The request: Copy out, exactly as written, only the line containing "Task: point to every instance of the slot" and the lines after it through the end of the records.

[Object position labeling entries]
----

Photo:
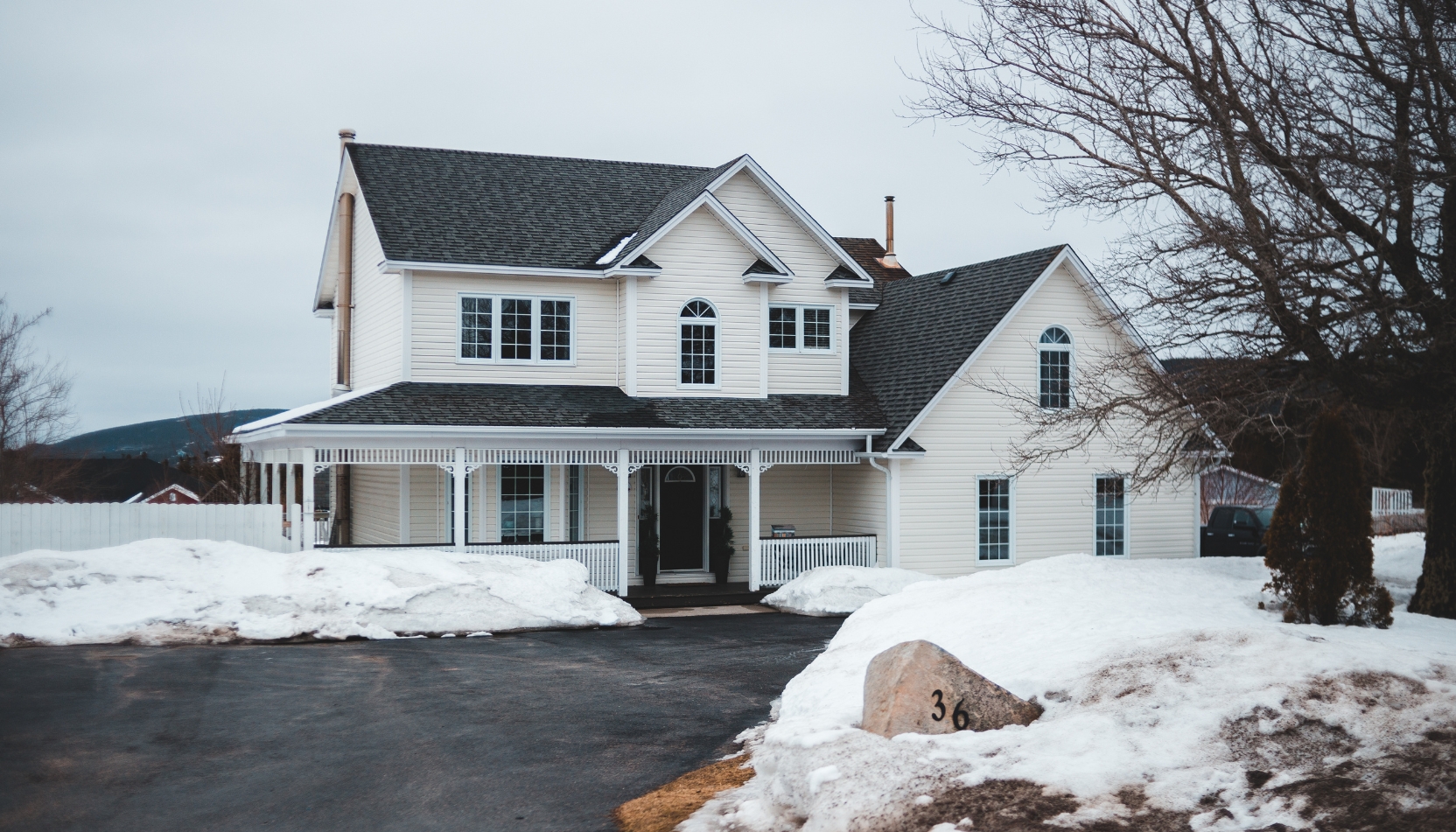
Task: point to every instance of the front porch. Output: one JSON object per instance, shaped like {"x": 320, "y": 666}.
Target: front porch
{"x": 600, "y": 508}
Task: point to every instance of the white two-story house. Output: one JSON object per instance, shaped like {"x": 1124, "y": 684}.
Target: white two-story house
{"x": 559, "y": 357}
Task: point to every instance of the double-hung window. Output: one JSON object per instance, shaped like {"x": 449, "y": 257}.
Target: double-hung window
{"x": 816, "y": 333}
{"x": 993, "y": 520}
{"x": 523, "y": 504}
{"x": 515, "y": 329}
{"x": 1110, "y": 517}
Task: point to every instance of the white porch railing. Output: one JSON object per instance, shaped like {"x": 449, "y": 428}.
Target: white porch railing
{"x": 600, "y": 557}
{"x": 787, "y": 557}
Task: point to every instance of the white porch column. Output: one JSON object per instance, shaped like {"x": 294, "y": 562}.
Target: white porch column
{"x": 458, "y": 473}
{"x": 307, "y": 500}
{"x": 754, "y": 547}
{"x": 624, "y": 504}
{"x": 892, "y": 514}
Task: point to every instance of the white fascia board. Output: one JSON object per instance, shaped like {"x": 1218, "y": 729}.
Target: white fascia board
{"x": 795, "y": 210}
{"x": 333, "y": 224}
{"x": 395, "y": 267}
{"x": 949, "y": 383}
{"x": 706, "y": 199}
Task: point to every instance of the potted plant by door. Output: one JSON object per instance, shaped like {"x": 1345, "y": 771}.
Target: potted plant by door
{"x": 647, "y": 547}
{"x": 719, "y": 544}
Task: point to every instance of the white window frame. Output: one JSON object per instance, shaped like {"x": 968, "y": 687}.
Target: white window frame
{"x": 798, "y": 329}
{"x": 1127, "y": 517}
{"x": 1011, "y": 520}
{"x": 536, "y": 329}
{"x": 718, "y": 346}
{"x": 1072, "y": 364}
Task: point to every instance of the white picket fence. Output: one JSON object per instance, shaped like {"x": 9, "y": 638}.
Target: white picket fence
{"x": 1392, "y": 502}
{"x": 74, "y": 527}
{"x": 600, "y": 557}
{"x": 787, "y": 557}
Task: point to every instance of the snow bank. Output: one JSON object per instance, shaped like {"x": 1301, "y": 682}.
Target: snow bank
{"x": 1398, "y": 563}
{"x": 1166, "y": 689}
{"x": 171, "y": 591}
{"x": 840, "y": 590}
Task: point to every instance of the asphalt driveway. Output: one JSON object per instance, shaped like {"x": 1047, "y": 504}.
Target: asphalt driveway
{"x": 536, "y": 731}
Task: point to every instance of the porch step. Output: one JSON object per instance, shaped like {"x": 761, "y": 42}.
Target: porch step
{"x": 667, "y": 595}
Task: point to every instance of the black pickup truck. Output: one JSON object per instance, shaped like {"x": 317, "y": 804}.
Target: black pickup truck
{"x": 1234, "y": 531}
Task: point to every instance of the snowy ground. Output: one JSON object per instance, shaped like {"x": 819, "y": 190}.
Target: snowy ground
{"x": 840, "y": 590}
{"x": 1172, "y": 702}
{"x": 175, "y": 591}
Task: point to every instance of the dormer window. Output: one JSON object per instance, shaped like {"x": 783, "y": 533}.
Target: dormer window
{"x": 1054, "y": 368}
{"x": 697, "y": 351}
{"x": 500, "y": 329}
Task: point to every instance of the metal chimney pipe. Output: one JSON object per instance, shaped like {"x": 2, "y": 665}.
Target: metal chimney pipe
{"x": 890, "y": 233}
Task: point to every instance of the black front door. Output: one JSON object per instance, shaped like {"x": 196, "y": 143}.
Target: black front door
{"x": 680, "y": 517}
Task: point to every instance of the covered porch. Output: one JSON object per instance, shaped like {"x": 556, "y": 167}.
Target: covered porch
{"x": 784, "y": 509}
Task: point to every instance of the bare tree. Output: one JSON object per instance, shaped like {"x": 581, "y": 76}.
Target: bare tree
{"x": 34, "y": 409}
{"x": 1287, "y": 169}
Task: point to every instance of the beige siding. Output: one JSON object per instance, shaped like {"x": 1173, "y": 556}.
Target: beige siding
{"x": 811, "y": 371}
{"x": 436, "y": 329}
{"x": 377, "y": 309}
{"x": 701, "y": 259}
{"x": 969, "y": 430}
{"x": 374, "y": 504}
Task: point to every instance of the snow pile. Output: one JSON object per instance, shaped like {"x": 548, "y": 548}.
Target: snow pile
{"x": 1398, "y": 563}
{"x": 1170, "y": 697}
{"x": 840, "y": 590}
{"x": 171, "y": 591}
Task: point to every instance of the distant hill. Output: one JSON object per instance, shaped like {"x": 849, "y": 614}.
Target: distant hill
{"x": 160, "y": 439}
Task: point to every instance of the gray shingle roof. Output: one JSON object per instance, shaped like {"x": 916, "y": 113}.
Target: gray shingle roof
{"x": 497, "y": 208}
{"x": 593, "y": 406}
{"x": 927, "y": 327}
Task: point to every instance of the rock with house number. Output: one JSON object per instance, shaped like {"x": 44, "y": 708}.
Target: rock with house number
{"x": 916, "y": 687}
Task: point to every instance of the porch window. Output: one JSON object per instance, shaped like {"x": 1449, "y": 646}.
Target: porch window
{"x": 993, "y": 521}
{"x": 1110, "y": 520}
{"x": 699, "y": 344}
{"x": 523, "y": 504}
{"x": 576, "y": 502}
{"x": 475, "y": 327}
{"x": 515, "y": 329}
{"x": 1054, "y": 368}
{"x": 785, "y": 332}
{"x": 784, "y": 327}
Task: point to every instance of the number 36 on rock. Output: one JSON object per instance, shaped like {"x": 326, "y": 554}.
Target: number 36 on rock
{"x": 916, "y": 687}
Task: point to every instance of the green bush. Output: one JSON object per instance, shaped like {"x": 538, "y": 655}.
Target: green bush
{"x": 1318, "y": 544}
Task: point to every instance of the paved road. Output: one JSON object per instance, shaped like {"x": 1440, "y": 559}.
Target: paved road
{"x": 537, "y": 731}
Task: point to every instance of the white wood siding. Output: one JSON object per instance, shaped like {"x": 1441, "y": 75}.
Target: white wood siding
{"x": 701, "y": 259}
{"x": 815, "y": 371}
{"x": 374, "y": 504}
{"x": 377, "y": 309}
{"x": 969, "y": 430}
{"x": 436, "y": 331}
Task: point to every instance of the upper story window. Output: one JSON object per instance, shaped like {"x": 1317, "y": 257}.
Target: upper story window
{"x": 1054, "y": 368}
{"x": 515, "y": 329}
{"x": 697, "y": 353}
{"x": 817, "y": 331}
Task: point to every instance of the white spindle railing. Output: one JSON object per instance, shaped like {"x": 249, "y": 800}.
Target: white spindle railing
{"x": 1390, "y": 502}
{"x": 600, "y": 557}
{"x": 787, "y": 557}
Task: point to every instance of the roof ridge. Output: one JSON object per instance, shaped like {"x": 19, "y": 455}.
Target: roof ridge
{"x": 992, "y": 262}
{"x": 533, "y": 156}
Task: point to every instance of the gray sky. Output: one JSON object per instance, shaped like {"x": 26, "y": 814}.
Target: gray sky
{"x": 166, "y": 171}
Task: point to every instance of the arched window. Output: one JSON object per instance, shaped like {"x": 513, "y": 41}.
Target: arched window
{"x": 1054, "y": 366}
{"x": 697, "y": 353}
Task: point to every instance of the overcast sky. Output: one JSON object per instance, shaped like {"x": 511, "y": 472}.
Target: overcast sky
{"x": 166, "y": 171}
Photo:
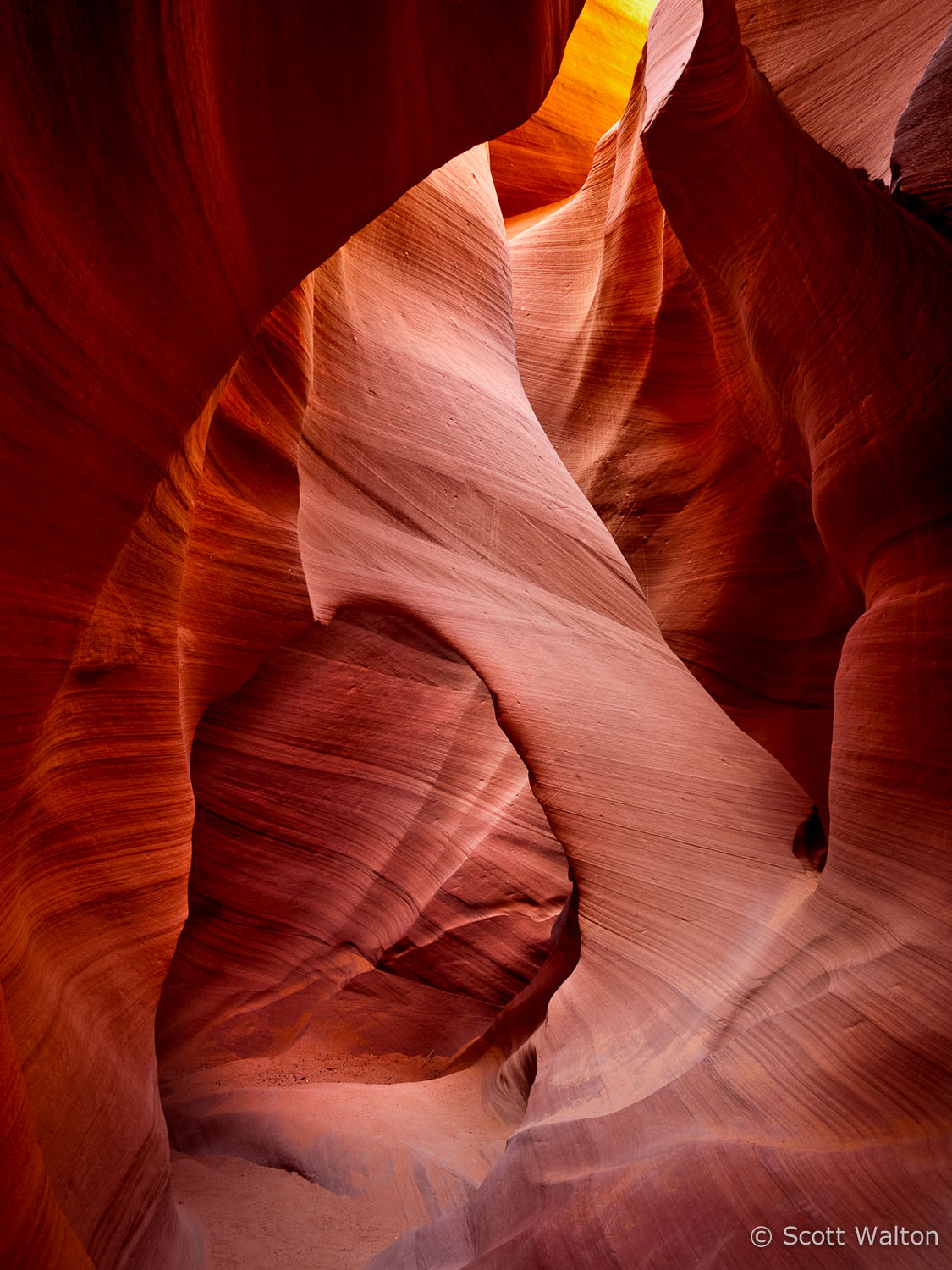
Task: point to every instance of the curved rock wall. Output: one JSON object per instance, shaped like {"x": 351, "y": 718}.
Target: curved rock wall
{"x": 436, "y": 662}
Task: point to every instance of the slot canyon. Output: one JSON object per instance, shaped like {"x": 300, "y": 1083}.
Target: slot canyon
{"x": 476, "y": 599}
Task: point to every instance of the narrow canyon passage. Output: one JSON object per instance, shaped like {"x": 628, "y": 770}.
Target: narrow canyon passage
{"x": 476, "y": 765}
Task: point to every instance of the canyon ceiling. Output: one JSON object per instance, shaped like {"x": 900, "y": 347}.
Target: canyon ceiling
{"x": 476, "y": 596}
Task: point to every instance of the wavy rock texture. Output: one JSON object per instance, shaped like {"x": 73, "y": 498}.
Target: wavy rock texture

----

Reply to the task:
Task: point to every instance of the slot canyon. Output: one JSON object per instance, shaped like {"x": 300, "y": 1083}.
Target: slot canyon
{"x": 476, "y": 599}
Task: point to every instance of the narrow canyon passage. Output: one JSON object per instance, shaped like {"x": 628, "y": 770}.
Target: narrow canyon passage
{"x": 476, "y": 765}
Task: point to every instance of the canyon ceiling. Output: one JSON object per instance, shaped like {"x": 900, "y": 347}.
Target: canyon ceiling
{"x": 476, "y": 596}
Task: point to every instance of the wavy rock texture. Output: one JSON object per instance, shaped like {"x": 73, "y": 498}.
Target: wavy rock texture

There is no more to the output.